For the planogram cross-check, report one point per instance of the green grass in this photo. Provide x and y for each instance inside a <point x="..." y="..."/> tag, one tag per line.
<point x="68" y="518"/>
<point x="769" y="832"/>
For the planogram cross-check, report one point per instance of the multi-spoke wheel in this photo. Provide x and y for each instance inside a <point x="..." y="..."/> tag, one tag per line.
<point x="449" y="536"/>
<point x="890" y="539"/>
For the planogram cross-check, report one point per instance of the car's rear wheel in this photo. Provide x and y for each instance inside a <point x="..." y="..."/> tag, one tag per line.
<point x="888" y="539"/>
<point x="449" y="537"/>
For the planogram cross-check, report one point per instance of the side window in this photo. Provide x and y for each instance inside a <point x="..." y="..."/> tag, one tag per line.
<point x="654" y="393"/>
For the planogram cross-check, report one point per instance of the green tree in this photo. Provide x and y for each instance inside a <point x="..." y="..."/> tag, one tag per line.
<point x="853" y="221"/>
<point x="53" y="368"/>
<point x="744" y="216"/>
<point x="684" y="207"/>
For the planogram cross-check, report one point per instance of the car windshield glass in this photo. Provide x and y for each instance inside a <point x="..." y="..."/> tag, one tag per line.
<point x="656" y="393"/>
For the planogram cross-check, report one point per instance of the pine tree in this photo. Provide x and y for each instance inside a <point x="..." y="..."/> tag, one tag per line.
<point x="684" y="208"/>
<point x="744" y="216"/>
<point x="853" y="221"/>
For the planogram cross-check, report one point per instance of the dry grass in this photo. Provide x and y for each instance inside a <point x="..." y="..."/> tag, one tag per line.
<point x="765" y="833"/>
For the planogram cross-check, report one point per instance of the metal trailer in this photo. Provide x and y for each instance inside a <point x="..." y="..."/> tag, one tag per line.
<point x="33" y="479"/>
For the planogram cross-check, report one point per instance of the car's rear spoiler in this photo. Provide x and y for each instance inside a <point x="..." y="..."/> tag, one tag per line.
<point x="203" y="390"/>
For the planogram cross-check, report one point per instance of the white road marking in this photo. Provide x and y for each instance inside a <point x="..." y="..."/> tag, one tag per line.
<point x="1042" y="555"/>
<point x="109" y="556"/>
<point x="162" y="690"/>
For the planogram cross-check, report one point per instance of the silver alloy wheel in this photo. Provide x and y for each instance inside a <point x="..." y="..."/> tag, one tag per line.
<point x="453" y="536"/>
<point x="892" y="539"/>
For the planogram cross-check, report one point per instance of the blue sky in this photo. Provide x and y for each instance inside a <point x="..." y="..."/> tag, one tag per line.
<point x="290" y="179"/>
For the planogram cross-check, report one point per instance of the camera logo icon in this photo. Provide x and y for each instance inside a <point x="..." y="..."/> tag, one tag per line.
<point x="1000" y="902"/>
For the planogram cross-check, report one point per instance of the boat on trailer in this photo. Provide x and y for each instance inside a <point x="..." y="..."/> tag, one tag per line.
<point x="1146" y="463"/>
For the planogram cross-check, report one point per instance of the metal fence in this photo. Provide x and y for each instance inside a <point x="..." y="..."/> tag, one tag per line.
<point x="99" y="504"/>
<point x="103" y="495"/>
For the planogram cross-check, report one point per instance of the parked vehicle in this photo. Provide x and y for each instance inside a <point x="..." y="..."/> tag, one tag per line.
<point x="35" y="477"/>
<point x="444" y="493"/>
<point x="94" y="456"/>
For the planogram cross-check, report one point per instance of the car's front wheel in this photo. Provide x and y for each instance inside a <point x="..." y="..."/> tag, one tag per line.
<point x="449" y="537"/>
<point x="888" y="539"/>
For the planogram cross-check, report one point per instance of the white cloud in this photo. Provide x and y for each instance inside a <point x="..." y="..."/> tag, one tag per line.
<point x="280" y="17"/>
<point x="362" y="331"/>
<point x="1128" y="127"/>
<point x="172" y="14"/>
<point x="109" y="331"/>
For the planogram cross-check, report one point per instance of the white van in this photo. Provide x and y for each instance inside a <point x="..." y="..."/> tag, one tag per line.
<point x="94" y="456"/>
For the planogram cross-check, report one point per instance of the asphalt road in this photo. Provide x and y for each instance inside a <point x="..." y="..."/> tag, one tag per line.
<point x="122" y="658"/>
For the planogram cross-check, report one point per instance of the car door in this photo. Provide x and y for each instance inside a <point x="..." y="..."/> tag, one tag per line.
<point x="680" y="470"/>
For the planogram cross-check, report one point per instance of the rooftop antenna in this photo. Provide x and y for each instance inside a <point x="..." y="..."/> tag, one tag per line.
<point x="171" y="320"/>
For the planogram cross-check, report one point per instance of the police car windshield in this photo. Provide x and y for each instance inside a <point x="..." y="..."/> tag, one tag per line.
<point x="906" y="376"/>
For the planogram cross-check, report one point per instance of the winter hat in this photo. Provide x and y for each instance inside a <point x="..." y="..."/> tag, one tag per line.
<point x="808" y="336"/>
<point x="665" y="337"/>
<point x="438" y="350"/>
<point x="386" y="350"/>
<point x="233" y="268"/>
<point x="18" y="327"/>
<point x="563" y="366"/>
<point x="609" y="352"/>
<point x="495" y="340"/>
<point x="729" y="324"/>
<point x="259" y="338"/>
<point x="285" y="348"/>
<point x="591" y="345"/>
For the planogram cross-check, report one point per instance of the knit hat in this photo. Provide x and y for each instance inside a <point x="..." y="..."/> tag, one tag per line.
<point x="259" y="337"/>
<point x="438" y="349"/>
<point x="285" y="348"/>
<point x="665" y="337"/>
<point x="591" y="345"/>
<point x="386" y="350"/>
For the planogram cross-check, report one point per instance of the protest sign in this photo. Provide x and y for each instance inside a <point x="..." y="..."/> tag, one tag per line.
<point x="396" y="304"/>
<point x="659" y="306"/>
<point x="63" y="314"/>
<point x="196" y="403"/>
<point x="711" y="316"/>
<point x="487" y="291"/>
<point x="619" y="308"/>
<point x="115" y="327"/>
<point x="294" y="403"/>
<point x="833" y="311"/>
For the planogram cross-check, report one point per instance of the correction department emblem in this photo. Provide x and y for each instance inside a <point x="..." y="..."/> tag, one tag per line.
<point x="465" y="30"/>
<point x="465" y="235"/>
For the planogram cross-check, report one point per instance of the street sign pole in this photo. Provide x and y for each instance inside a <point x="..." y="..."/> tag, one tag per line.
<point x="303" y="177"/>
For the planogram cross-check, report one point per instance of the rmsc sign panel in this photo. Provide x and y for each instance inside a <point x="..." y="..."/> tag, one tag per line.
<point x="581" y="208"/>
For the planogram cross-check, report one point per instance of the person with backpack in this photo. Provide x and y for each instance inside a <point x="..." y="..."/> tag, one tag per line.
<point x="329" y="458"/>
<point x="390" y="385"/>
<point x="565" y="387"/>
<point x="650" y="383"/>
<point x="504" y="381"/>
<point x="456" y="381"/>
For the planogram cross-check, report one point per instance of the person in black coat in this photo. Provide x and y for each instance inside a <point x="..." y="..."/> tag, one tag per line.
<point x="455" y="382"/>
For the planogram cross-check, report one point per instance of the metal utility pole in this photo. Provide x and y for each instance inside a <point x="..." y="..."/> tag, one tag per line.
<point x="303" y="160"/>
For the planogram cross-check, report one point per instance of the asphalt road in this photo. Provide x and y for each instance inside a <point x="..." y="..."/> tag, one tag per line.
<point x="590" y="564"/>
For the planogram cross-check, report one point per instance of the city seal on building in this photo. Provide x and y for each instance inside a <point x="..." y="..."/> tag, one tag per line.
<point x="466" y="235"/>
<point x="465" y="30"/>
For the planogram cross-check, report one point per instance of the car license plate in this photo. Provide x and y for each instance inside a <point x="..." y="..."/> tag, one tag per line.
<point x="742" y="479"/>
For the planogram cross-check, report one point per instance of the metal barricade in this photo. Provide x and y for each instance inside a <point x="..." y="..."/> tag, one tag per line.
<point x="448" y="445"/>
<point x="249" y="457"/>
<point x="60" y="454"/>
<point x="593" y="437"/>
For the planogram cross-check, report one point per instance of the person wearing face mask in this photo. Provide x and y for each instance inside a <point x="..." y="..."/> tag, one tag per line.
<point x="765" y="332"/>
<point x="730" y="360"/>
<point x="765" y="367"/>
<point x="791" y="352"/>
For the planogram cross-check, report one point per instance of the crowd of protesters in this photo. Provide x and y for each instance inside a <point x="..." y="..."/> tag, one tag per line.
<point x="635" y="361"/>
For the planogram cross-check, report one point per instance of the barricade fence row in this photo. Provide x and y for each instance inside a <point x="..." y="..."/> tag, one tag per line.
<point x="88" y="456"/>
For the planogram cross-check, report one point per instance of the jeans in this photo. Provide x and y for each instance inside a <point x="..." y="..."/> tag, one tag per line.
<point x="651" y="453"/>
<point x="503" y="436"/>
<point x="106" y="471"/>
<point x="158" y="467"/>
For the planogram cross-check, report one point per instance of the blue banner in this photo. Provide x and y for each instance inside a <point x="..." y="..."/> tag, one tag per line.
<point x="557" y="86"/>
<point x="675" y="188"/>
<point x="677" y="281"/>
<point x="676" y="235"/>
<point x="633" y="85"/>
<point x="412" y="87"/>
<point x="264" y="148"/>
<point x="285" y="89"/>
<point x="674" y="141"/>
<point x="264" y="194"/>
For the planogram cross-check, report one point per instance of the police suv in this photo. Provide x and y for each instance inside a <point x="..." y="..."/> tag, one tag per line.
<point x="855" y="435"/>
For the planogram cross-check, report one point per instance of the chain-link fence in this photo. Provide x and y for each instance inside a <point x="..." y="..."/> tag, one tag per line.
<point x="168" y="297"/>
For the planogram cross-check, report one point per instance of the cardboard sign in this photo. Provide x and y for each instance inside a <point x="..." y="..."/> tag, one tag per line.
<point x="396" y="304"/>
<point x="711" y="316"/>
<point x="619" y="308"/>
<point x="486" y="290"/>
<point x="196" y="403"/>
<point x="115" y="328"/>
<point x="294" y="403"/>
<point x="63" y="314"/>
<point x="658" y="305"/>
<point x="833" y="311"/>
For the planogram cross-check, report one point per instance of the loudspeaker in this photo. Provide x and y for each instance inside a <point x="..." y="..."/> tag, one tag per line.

**YOUR TASK**
The line containing "the blue banner" marks the start; retype it and each line after it through the end of the records above, exactly.

**ANSWER FOR THIS EXERCISE**
For the planogram cross-check, report one point per instance of the blue banner in this photo. Provide x and y for each instance inside a <point x="..." y="..."/> tag, one tag per line.
<point x="557" y="86"/>
<point x="675" y="188"/>
<point x="677" y="281"/>
<point x="676" y="235"/>
<point x="633" y="85"/>
<point x="412" y="87"/>
<point x="264" y="148"/>
<point x="285" y="89"/>
<point x="674" y="141"/>
<point x="264" y="194"/>
For the planogram cross-check, report one point per instance of the police suv in this photo. Provide x and y for each instance inside a <point x="..." y="..."/> tag, one tag per line.
<point x="855" y="435"/>
For the planogram cross-check, report one point per instance of the chain-link fence in this photo. Provide x and y for each instance inside a <point x="..." y="..."/> tag, one tag per line.
<point x="168" y="297"/>
For the planogram cross-check, report one point per instance of the cardboard sign in this photo. Provide x and y for each instance inside a <point x="..." y="..."/> tag, one tag per line.
<point x="396" y="304"/>
<point x="711" y="316"/>
<point x="619" y="308"/>
<point x="486" y="290"/>
<point x="196" y="403"/>
<point x="115" y="328"/>
<point x="294" y="403"/>
<point x="63" y="314"/>
<point x="658" y="305"/>
<point x="833" y="311"/>
For the planogram cross-check, report one point per instance of the loudspeaker in this photo. Provide x and y for each instance inside a <point x="..." y="..."/> tag, one tag per line.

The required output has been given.